[STORED DATA — start]

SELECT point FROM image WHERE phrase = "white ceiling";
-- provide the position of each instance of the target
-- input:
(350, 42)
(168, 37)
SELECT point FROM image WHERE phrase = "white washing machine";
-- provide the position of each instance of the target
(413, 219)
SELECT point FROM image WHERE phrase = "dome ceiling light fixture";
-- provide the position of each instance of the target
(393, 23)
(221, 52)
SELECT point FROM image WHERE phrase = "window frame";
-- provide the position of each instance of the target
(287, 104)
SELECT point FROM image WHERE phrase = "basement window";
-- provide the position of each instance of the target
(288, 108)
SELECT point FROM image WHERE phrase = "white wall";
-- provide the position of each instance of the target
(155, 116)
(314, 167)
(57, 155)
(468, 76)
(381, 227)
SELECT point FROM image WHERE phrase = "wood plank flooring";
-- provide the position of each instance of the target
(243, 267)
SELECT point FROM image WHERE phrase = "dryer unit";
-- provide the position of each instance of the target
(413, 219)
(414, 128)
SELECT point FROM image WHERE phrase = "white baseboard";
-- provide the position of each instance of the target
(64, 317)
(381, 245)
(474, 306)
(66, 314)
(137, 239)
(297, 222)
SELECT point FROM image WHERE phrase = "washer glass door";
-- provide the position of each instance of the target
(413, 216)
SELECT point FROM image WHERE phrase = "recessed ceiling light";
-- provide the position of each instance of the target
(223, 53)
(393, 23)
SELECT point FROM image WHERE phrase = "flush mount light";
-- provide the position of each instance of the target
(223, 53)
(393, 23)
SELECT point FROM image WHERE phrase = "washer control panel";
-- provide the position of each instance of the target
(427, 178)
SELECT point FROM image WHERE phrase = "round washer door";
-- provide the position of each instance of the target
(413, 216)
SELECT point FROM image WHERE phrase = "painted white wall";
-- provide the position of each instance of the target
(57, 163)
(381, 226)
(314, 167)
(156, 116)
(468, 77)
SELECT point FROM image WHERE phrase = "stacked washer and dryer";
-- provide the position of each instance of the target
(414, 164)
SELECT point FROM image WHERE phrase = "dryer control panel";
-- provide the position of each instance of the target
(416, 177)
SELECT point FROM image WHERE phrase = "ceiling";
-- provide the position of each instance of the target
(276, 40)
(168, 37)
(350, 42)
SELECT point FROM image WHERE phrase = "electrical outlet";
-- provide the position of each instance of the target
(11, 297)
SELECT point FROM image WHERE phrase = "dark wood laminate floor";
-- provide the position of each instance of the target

[STORED DATA — finish]

EXERCISE
Every record above needs to be copied exactly.

EXERCISE ANSWER
SELECT point FROM image WHERE phrase = "white ceiling";
-- provide the position of each instance of the target
-- input:
(350, 42)
(168, 37)
SELECT point FROM image WHERE phrase = "white washing machine";
-- provide the position of each instance of the target
(413, 219)
SELECT point FROM image WHERE phrase = "dome ceiling light fixture";
-- provide the position of each instance of the target
(393, 23)
(221, 52)
SELECT point FROM image WHERE phrase = "window frame";
-- provide the position of each instance of the target
(287, 104)
SELECT point FROM image WHERE phrase = "basement window";
-- provide the position of each instance of the target
(288, 108)
SELECT point FROM image WHERE phrase = "white wall";
-- provide the position of each instance of the target
(155, 116)
(314, 167)
(57, 155)
(468, 76)
(381, 227)
SELECT point FROM image WHERE phrase = "wood plank flooring";
-- provide the position of each instance of the target
(243, 267)
SELECT point FROM image WHERE phrase = "dryer unit";
-- provide the position of each instance of the target
(413, 219)
(414, 128)
SELECT point FROM image WHERE phrase = "white baseboard";
-- provide the position of each instance of the target
(64, 317)
(381, 245)
(474, 306)
(66, 314)
(137, 239)
(297, 222)
SELECT point FROM image WHERE phrase = "washer glass door";
-- provide the position of each instance of the target
(413, 216)
SELECT point FROM image WHERE phrase = "recessed ceiling light";
-- provide the position of each instance of the target
(223, 53)
(393, 23)
SELECT point FROM image WHERE phrase = "flush mount light";
-- provide the position of each instance of the target
(223, 53)
(393, 23)
SELECT point FROM image WHERE phrase = "washer control panel";
-- provide the position of each instance of the target
(427, 178)
SELECT point FROM image WHERE phrase = "round washer door";
-- provide the position of each instance of the target
(413, 216)
SELECT point FROM image WHERE phrase = "painted white wall";
-- provide the position of each instance of the target
(57, 163)
(381, 226)
(314, 167)
(156, 116)
(468, 77)
SELECT point FROM image WHERE phrase = "stacked washer and dryer";
-- provide the position of each instance of the target
(414, 164)
SELECT point FROM image WHERE phrase = "dryer control panel";
-- provide the position of each instance of the target
(416, 177)
SELECT point FROM image WHERE phrase = "ceiling";
-- provide the position of each instance of the target
(276, 40)
(168, 37)
(350, 42)
SELECT point FROM image WHERE phrase = "electrical outlet";
-- provide the position of each instance of the target
(11, 297)
SELECT point FROM image WHERE phrase = "dark wood laminate floor";
-- provide the position of each instance of the target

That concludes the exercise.